* start Provided material *
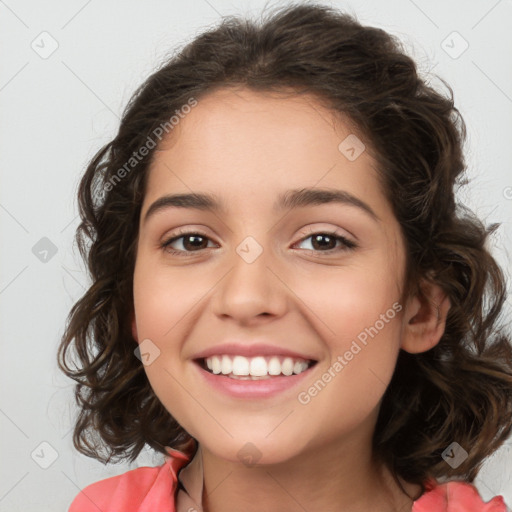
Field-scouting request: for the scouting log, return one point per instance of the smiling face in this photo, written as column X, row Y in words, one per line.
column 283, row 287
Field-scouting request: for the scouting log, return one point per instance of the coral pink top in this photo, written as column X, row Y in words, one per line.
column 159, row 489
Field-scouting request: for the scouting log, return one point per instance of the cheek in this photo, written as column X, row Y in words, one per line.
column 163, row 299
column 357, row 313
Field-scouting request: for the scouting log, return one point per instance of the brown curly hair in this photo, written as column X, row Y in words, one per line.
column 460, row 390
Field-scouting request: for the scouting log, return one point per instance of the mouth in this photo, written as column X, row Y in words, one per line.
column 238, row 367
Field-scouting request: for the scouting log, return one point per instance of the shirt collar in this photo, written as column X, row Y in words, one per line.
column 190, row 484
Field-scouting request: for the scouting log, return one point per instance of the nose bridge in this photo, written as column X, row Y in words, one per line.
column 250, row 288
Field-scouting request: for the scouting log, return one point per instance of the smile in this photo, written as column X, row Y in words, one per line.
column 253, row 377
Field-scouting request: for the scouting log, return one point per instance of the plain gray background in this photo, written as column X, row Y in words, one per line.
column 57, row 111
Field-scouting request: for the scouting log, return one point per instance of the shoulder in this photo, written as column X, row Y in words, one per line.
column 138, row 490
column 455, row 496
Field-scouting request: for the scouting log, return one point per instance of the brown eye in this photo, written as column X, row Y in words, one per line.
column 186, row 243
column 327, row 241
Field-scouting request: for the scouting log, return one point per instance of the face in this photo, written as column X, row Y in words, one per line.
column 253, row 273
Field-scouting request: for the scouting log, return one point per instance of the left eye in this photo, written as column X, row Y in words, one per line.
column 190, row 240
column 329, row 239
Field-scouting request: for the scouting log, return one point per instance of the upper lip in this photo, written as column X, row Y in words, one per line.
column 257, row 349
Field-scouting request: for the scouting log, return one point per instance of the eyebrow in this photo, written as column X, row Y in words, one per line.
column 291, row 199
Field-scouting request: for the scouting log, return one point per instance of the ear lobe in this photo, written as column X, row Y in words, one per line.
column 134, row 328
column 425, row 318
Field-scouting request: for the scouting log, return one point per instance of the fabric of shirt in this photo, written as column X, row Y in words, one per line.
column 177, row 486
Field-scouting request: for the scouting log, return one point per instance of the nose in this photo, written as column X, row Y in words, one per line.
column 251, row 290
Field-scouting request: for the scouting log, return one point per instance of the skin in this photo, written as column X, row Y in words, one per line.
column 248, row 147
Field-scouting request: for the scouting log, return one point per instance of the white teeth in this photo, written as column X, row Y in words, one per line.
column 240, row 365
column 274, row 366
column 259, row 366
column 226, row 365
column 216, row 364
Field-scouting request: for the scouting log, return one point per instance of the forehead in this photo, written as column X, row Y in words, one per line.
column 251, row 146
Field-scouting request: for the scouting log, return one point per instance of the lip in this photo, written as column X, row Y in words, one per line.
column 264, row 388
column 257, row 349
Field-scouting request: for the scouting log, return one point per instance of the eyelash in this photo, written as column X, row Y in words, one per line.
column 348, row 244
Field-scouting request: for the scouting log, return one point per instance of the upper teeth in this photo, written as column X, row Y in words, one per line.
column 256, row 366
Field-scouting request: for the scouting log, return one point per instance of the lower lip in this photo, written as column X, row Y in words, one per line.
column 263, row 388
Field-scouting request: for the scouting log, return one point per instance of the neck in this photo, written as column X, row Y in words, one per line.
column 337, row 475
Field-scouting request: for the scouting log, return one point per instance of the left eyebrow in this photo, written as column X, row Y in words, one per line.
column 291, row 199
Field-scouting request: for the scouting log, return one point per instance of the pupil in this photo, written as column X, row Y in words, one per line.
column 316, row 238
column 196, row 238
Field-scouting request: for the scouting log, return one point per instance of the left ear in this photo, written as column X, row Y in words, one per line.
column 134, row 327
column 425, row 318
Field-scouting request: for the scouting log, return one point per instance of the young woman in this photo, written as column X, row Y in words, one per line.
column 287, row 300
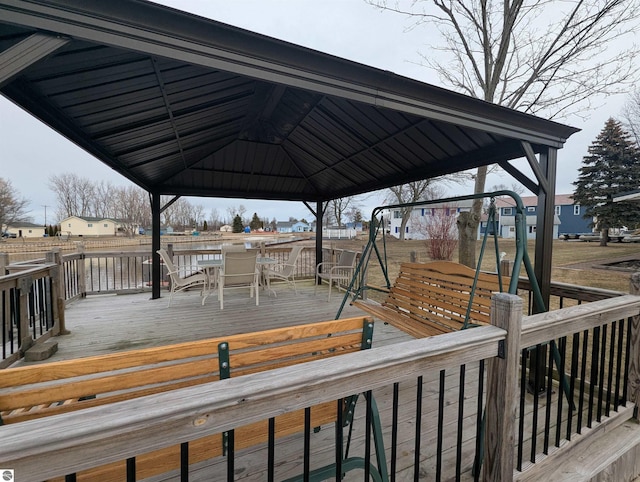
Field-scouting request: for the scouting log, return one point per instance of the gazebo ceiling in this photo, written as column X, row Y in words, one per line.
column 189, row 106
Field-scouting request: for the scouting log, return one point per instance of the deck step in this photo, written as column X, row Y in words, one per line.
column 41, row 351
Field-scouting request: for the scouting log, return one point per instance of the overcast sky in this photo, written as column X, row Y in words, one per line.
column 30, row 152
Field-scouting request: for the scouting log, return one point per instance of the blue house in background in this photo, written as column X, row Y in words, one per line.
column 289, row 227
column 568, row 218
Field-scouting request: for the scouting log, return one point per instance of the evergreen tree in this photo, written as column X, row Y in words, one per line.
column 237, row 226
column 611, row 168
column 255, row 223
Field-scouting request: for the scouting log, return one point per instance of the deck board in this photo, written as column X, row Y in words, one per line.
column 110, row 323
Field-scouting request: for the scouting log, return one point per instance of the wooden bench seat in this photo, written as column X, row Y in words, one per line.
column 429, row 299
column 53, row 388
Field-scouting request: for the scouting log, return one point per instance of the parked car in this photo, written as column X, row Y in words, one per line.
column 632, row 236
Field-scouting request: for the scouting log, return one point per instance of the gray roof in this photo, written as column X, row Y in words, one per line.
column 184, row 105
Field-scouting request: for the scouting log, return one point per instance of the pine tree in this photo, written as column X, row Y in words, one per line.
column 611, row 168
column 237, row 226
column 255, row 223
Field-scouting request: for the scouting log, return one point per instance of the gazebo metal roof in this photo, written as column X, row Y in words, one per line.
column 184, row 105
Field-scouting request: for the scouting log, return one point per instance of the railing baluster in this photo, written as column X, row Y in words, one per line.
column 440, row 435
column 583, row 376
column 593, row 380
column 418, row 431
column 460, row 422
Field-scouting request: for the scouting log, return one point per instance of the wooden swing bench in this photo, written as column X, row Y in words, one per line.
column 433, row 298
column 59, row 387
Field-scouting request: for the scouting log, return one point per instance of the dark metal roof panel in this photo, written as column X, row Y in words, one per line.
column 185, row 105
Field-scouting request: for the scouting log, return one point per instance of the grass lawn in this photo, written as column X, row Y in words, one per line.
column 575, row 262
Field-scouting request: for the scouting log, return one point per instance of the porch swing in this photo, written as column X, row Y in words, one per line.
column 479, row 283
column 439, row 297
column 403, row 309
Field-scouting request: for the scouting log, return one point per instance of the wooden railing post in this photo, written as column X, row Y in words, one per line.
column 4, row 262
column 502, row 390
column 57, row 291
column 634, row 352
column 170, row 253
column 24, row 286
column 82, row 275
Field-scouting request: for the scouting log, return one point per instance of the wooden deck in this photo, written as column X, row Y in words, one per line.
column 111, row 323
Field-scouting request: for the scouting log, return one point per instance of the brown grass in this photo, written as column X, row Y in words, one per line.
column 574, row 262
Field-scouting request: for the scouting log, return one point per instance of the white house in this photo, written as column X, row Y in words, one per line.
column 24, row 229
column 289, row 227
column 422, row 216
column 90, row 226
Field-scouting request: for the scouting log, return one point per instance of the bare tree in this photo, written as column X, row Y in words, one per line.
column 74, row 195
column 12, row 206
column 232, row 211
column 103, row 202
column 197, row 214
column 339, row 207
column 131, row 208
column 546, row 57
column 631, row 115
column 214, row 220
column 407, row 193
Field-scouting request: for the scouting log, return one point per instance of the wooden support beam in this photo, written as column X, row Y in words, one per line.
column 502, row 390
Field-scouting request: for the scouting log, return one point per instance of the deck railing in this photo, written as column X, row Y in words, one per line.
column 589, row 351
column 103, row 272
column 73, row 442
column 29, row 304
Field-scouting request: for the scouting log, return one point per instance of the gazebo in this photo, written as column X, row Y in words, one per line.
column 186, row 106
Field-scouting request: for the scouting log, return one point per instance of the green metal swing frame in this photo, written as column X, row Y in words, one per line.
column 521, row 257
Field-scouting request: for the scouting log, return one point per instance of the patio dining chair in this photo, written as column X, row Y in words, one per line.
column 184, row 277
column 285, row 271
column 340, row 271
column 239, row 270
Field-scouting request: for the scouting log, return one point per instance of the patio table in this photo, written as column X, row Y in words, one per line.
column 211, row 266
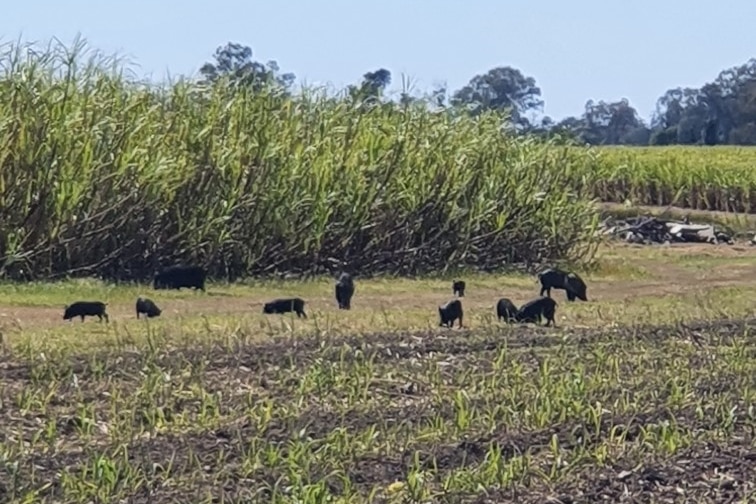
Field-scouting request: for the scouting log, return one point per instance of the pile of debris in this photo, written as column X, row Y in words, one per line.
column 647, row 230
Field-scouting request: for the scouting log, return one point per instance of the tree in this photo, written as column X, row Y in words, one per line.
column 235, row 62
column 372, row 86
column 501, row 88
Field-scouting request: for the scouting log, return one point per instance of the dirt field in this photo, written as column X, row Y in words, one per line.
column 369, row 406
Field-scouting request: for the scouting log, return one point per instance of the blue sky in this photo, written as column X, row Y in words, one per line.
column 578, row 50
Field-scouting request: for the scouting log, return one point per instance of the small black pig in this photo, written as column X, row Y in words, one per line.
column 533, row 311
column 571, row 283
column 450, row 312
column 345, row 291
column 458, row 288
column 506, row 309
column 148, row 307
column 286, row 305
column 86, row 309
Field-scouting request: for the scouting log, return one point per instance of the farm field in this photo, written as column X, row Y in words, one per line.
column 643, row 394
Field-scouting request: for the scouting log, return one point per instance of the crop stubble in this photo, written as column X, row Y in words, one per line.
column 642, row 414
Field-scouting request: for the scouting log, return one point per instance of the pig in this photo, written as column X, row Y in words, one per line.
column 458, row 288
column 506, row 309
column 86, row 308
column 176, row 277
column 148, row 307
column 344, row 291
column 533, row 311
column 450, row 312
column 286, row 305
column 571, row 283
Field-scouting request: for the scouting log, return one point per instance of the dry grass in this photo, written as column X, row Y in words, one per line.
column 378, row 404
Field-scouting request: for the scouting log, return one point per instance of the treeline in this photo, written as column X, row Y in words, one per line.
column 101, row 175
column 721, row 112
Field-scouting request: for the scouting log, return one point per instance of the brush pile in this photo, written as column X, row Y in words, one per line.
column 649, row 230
* end Provided material *
Task objective - Copy out exactly the lines running from the line with "instance of the pig" to the end of the records, inclusive.

Response -
Field-scouting request: for the scouting log, return one point per instance of the pig in this photo, written as column X, row Y in words, one per line.
column 458, row 288
column 506, row 309
column 86, row 308
column 176, row 277
column 148, row 307
column 344, row 291
column 533, row 311
column 450, row 312
column 286, row 305
column 571, row 283
Field-scouting request: for the scouting log, return one point per instance of the dry grass in this photo, written as column X, row Y in words, one per line.
column 378, row 404
Field-scouting request: for the scouting log, return one point per instance of the treeline in this photo, written as column X, row Y in words, one per line.
column 101, row 175
column 721, row 112
Field-scouting request: for the scouting log, return one point per instance of the brush pile in this photo, written as column X, row Y in words, one per line.
column 649, row 230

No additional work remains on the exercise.